Task goal: Only one stretch of the records below is wanted: the lines from the one holding "Target: dry brown leaf" through the one holding "Target: parked car in background". Return it exactly, both ends included.

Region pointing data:

>>>>>

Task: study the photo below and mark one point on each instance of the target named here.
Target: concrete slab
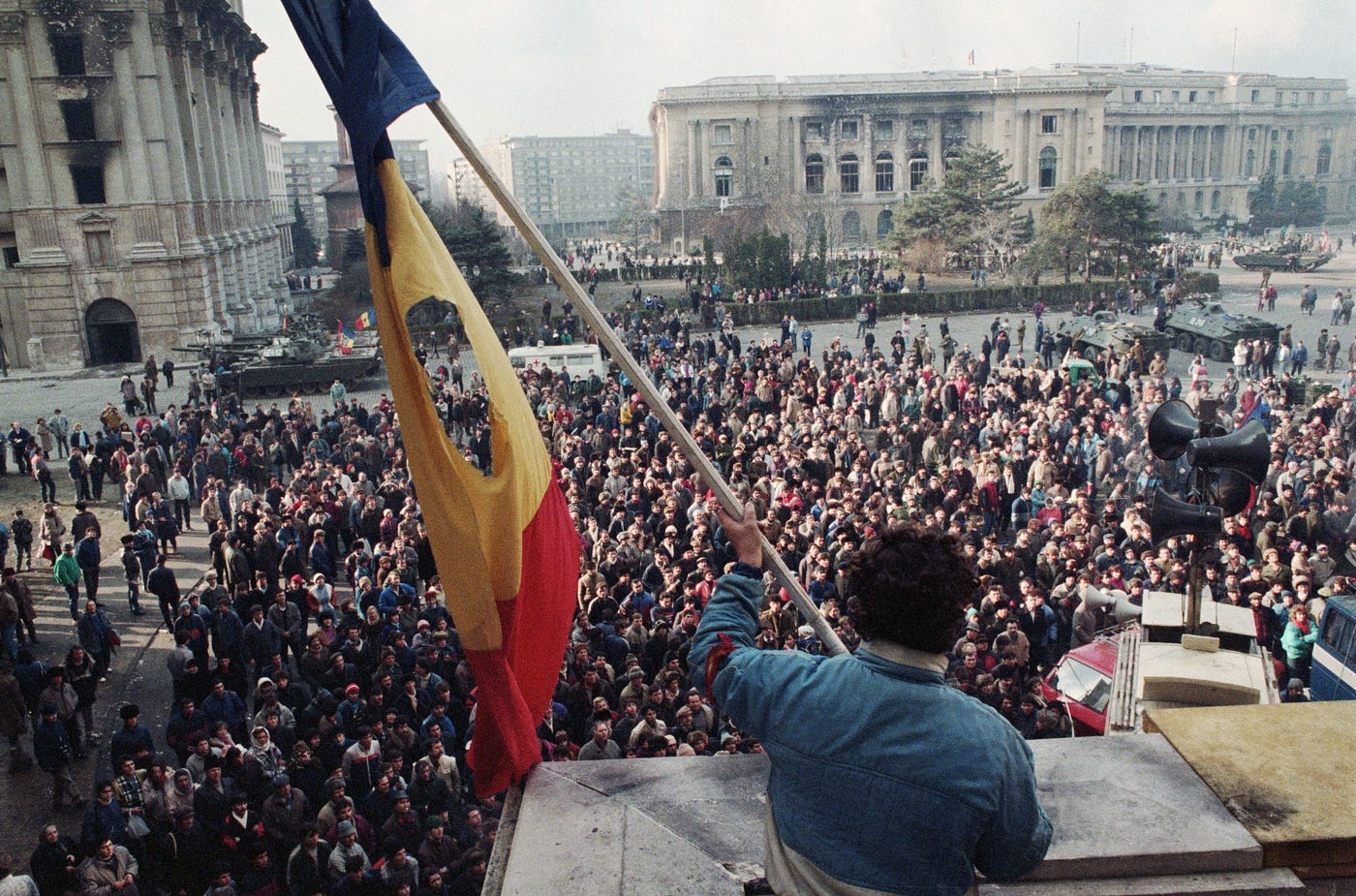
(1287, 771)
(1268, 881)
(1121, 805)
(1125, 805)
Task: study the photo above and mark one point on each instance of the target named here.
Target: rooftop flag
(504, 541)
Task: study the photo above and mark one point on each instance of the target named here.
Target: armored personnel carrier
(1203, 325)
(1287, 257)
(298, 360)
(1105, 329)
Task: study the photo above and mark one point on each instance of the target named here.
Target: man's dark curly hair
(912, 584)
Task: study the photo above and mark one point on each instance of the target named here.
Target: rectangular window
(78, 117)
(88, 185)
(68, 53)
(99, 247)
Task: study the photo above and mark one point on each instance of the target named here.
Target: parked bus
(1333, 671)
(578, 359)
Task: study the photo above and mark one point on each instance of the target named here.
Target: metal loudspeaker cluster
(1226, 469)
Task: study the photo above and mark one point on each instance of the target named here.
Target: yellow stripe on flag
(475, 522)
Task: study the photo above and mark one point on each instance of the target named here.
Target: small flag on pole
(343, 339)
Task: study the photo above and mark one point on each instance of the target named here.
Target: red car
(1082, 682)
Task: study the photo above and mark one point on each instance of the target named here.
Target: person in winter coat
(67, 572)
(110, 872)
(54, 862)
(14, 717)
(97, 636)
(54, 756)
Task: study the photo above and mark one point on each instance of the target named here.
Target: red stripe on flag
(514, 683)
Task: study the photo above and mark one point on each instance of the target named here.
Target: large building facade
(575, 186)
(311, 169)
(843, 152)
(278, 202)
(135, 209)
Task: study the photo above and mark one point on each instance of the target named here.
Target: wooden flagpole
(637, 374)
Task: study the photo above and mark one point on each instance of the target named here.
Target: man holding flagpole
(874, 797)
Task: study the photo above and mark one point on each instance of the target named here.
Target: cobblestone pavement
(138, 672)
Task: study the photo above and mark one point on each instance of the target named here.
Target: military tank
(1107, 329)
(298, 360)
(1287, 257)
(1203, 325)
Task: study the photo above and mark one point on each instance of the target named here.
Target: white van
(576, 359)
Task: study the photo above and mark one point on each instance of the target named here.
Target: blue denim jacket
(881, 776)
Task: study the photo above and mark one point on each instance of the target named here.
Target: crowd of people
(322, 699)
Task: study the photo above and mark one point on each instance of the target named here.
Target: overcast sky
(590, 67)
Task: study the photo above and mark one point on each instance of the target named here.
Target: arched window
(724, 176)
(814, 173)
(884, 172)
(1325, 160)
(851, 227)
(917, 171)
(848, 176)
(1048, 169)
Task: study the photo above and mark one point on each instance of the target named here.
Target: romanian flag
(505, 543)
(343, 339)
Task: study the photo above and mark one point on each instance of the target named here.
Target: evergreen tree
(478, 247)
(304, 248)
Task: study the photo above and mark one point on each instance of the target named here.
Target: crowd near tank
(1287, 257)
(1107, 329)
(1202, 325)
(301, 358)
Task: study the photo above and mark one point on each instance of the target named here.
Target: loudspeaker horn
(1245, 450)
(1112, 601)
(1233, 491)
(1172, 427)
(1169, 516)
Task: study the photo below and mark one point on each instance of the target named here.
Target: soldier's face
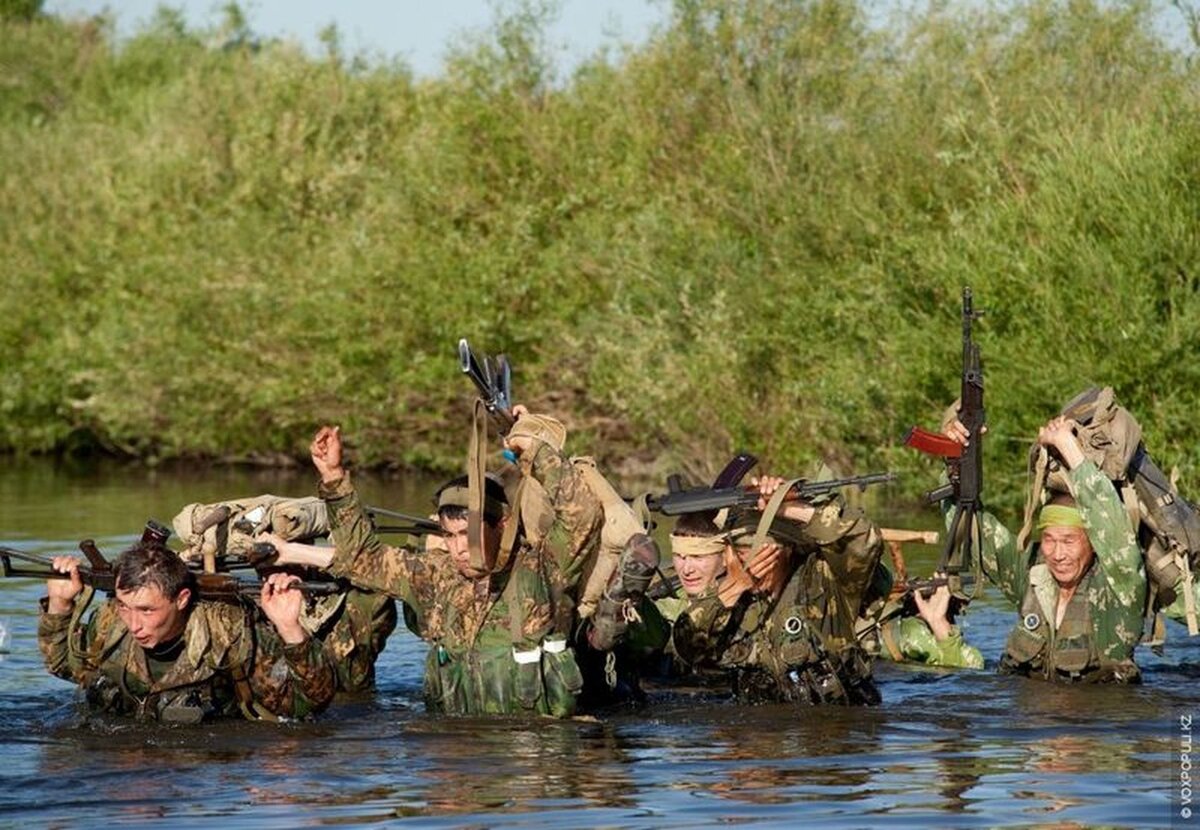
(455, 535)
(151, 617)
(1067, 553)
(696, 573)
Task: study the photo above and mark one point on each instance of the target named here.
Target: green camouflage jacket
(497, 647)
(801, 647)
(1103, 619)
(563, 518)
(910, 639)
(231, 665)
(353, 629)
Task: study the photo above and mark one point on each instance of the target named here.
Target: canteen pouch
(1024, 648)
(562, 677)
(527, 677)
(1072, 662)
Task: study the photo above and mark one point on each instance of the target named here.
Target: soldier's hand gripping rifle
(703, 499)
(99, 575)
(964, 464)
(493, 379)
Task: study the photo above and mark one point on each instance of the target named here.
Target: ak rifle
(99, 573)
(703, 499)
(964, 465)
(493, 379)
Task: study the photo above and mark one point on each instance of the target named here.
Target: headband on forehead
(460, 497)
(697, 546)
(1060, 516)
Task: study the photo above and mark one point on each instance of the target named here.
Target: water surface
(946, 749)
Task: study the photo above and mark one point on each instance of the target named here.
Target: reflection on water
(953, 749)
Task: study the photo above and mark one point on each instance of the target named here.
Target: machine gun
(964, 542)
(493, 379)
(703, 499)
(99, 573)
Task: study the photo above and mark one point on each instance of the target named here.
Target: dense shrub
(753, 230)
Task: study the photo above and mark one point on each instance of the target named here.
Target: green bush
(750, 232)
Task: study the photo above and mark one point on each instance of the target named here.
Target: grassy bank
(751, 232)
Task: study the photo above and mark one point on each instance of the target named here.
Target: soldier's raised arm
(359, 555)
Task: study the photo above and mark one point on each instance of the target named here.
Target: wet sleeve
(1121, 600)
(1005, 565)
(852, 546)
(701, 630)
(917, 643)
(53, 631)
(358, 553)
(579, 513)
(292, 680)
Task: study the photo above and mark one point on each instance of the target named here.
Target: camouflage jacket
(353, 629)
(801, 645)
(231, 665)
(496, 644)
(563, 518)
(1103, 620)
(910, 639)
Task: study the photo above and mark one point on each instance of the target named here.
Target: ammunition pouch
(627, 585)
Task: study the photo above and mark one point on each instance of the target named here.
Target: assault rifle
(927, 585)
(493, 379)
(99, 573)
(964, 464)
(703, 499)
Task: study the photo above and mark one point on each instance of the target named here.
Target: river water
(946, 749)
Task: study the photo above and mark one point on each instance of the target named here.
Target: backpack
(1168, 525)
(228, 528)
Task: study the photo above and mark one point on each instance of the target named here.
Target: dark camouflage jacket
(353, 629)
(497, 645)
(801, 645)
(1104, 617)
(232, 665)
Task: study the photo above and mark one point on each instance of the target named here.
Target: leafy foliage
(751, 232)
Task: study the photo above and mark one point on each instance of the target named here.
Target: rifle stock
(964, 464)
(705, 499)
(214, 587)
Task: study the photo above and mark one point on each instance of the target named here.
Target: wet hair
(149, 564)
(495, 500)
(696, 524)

<<<<<
>>>>>

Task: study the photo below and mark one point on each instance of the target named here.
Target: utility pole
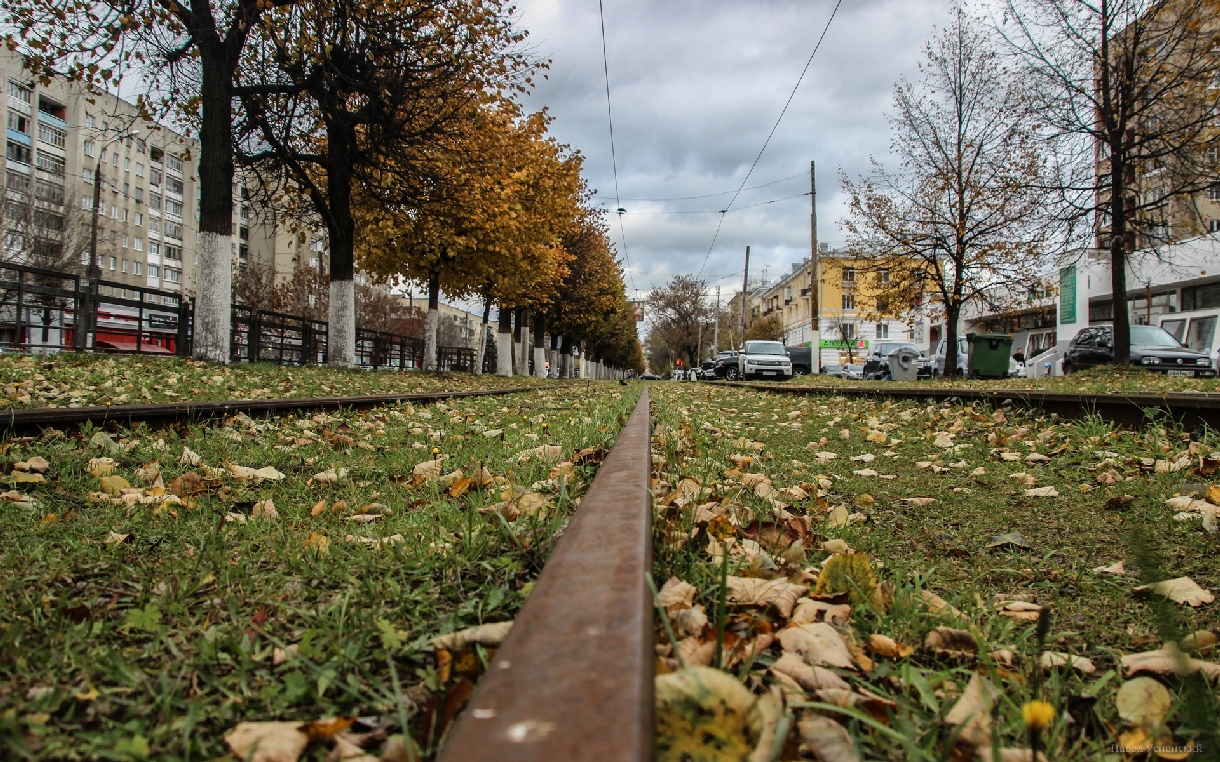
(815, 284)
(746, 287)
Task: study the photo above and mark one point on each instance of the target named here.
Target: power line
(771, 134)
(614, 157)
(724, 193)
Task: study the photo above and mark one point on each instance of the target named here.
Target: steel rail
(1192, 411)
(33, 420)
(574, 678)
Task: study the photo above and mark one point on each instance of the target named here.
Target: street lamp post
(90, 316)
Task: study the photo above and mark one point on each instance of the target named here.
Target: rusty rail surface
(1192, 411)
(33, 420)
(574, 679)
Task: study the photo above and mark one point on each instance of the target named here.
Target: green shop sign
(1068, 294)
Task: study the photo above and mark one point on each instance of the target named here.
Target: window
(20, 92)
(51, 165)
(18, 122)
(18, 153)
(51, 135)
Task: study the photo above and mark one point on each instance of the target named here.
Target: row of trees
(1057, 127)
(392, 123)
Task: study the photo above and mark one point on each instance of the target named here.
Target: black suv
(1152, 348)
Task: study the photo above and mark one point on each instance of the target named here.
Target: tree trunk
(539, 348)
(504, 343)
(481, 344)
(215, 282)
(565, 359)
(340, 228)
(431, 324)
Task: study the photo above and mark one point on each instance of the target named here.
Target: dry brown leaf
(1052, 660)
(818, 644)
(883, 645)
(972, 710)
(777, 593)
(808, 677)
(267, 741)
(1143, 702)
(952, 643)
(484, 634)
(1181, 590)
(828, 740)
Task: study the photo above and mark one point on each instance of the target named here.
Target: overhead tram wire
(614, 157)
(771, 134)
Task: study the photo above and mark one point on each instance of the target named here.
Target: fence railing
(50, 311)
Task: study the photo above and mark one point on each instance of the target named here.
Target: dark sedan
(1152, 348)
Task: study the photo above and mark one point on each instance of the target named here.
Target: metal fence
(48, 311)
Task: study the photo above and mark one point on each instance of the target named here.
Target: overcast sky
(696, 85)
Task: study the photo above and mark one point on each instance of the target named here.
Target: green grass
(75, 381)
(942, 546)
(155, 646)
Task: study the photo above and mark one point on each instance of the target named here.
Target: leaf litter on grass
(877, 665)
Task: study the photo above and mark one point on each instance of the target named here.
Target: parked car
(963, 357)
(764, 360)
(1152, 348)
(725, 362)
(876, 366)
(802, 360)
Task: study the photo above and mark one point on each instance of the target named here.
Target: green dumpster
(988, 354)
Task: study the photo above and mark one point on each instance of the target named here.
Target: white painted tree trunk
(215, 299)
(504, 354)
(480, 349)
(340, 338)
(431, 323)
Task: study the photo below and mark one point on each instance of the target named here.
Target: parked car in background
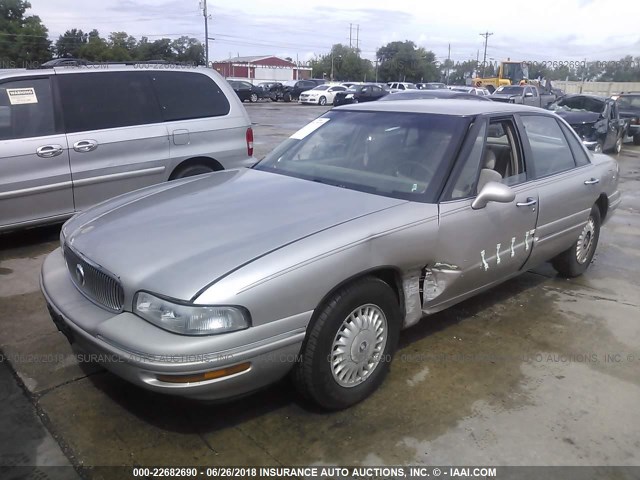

<<<<<
>>>>>

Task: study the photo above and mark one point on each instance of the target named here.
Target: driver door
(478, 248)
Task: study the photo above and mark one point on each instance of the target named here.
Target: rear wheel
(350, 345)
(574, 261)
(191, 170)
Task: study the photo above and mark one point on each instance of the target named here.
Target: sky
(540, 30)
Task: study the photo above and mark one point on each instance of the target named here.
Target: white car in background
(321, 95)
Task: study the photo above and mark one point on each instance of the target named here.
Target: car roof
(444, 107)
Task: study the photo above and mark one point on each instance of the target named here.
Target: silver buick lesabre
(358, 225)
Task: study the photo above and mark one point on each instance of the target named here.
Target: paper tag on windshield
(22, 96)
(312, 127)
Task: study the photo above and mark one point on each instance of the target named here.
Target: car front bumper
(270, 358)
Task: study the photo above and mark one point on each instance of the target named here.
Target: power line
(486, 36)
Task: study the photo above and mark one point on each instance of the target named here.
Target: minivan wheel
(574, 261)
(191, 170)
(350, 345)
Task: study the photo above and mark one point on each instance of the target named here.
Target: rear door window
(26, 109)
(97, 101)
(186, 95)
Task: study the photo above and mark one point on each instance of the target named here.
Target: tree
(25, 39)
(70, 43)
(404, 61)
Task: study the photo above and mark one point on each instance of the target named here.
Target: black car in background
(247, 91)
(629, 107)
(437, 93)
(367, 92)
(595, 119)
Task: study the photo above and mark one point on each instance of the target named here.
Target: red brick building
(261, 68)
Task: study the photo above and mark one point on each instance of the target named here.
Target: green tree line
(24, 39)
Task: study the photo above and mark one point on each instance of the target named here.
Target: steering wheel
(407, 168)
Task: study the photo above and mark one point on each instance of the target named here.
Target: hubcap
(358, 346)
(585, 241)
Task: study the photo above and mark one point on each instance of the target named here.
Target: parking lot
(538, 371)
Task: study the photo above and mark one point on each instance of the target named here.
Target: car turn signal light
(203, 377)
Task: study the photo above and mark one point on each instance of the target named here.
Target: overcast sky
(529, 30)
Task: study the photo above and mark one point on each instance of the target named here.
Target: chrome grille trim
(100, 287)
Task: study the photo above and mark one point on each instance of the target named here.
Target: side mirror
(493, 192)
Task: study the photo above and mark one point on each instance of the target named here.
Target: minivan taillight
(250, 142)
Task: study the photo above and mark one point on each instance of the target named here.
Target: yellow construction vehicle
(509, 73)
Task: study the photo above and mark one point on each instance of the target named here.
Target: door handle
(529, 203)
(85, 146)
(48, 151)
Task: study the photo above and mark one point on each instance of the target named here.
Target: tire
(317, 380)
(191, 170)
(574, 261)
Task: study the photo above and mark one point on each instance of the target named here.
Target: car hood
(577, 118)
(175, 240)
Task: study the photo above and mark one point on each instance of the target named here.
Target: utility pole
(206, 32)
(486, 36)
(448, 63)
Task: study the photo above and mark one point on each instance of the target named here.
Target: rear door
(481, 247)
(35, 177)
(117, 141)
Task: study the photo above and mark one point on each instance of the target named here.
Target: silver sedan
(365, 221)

<<<<<

Response to the task:
Target: dry brown leaf
(1052, 660)
(818, 644)
(883, 645)
(972, 710)
(777, 593)
(808, 677)
(267, 741)
(1143, 702)
(952, 643)
(484, 634)
(1181, 590)
(828, 740)
Task: study the photo above and mark one point on each instance of the target named here.
Target: overhead tram wire
(614, 157)
(771, 134)
Task: study the photo above and mark one point on each instance of the target named here.
Target: fence railing
(50, 311)
Task: study the photo above and mark one point on each instance of the target named here.
Target: dark sedan
(1152, 348)
Task: study the photo above and mark one point on each instance of the target named here.
Target: metal fence
(48, 311)
Task: study the photo above and mark one point on each instance of the target named here.
Target: overcast sky
(696, 85)
Task: study the photo above and mark one point on each instance of the target named here.
Target: green grass
(75, 381)
(942, 546)
(155, 646)
Task: study the photo above and mark one point on each instance of the target named here.
Target: leaf litter on grass
(877, 665)
Task: study the photo above and mark one point on each instance of the target named here.
Target: parked car
(963, 357)
(764, 360)
(1152, 348)
(725, 362)
(876, 366)
(802, 360)
Task: study the photo above and mark one point on each instance of the target named here.
Target: green dumpster
(988, 354)
Task: study the photo above and mark one point on each instance of the target named here.
Target: white painted tree trunk
(215, 299)
(504, 354)
(480, 349)
(340, 338)
(431, 323)
Task: study the photo below and mark one point on each instance of the target named here.
Target: parked car in background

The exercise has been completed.